## GIVEN DATA
## BEGIN

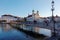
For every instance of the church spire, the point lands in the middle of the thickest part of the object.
(32, 11)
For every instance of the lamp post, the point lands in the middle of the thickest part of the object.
(53, 18)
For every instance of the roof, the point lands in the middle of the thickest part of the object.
(11, 16)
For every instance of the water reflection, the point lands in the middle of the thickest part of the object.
(8, 33)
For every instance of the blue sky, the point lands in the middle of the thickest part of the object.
(23, 7)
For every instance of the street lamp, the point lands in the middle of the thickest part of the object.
(53, 17)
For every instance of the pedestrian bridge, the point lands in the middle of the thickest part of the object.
(31, 27)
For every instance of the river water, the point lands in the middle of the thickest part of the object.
(13, 34)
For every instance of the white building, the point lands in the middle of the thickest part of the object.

## END

## WHAT THIS TASK INVOLVES
Write out all the lines of the material above again, swapping "thickest part" for "widest part" wherever it appears and keeping everything else the same. Leave the pictures out.

## EXERCISE RESPONSE
For every instance of the church spire, the point lands in the middle of the widest part of the object.
(32, 11)
For every instance of the lamp post, the point lands in the middle of the widest part of the object.
(53, 18)
For every instance of the roof, the point lands in the middle of the widest part of the object.
(11, 16)
For every instance of the water reflection, the point lands in the middle of the widest part of the object.
(8, 33)
For every instance of the blue sky, the point lands in the middle of the widest part of the object.
(23, 7)
For every instance of the street lamp, the point lands in the middle of the widest part of the object.
(53, 17)
For every instance of the pedestrian bridge, the point lands in the middle of the widest part of the object.
(31, 27)
For every instance of the river water, the point lands in the middle of the widest part of the object.
(13, 34)
For every instance of the white building, the point lands in the middle of the widest part of the object.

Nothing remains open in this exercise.